Reproduce all of the entries below line for line, leaving out the pictures.

+++ DATA SECTION +++

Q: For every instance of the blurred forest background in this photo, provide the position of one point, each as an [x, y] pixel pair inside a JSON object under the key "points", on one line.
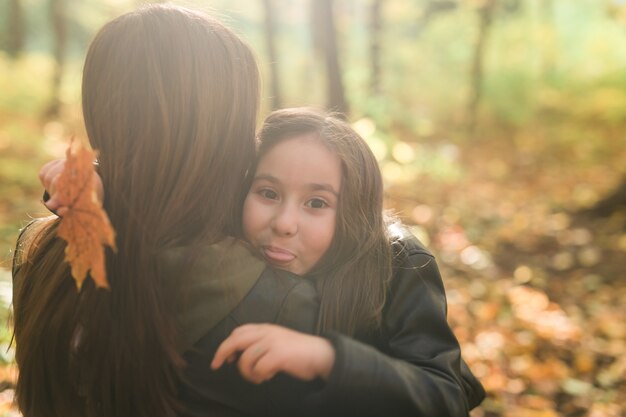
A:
{"points": [[500, 128]]}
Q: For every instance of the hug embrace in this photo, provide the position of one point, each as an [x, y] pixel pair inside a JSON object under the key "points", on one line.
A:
{"points": [[252, 276]]}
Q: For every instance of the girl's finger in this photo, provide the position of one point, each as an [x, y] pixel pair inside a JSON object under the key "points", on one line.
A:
{"points": [[248, 360], [238, 341], [265, 368]]}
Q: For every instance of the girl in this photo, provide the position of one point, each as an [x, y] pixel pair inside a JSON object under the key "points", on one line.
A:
{"points": [[315, 208]]}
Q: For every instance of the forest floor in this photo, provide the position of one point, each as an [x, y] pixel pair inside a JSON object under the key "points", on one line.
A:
{"points": [[535, 289]]}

+++

# THE ANSWER:
Q: For every instance of the blurred forest background in this photo, provide the position of one point, each as an [x, y] pixel pair inside a JSON object under the key "points", on one line.
A:
{"points": [[500, 128]]}
Q: For every instance of the hug embrace in this photo, provide the position of one point, each as an [x, y] pixel pair inside a JSON object under the key "points", on one line.
A:
{"points": [[252, 276]]}
Q: For every instance of the girl's finger in this photo, provide the position of one point, each as an [x, y] pixel pair inside a JSON object under the key "points", on one line.
A:
{"points": [[248, 360], [238, 341], [265, 368]]}
Q: For every instance of the girl in this photo, provide the position of one point, each as an [x, y] pixel pair inside a JSON object under the key "points", on one line.
A:
{"points": [[315, 208]]}
Q: For every instance of the forest floor in this photo, provide the position of one point, each as an [x, y] pixel pair inside a JSON object under the key "points", on one line.
A:
{"points": [[535, 289]]}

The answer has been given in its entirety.